> What this task involves
Reproduce each of the rows below word for word, without changing anything.

==============================

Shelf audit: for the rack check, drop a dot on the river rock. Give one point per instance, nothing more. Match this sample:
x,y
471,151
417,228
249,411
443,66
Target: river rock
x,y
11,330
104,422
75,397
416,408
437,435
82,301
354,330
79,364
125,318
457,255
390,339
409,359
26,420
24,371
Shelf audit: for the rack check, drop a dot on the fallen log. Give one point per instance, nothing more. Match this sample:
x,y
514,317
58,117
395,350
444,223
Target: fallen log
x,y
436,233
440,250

==============================

> Answer
Shelf audit: for the rack check, drop a dot on the river rock. Give one point per instance, nothing more. Match this sample:
x,y
471,151
417,228
249,411
443,66
Target: river rock
x,y
11,330
104,422
75,397
416,408
437,435
82,301
354,330
79,364
125,318
457,255
390,339
409,359
26,420
24,371
Shelf audit: for the rack check, drop a dot on the fallen log. Give one point per instance, nothing more. Match this sample:
x,y
514,317
58,117
395,350
444,223
Target: fallen log
x,y
436,233
440,250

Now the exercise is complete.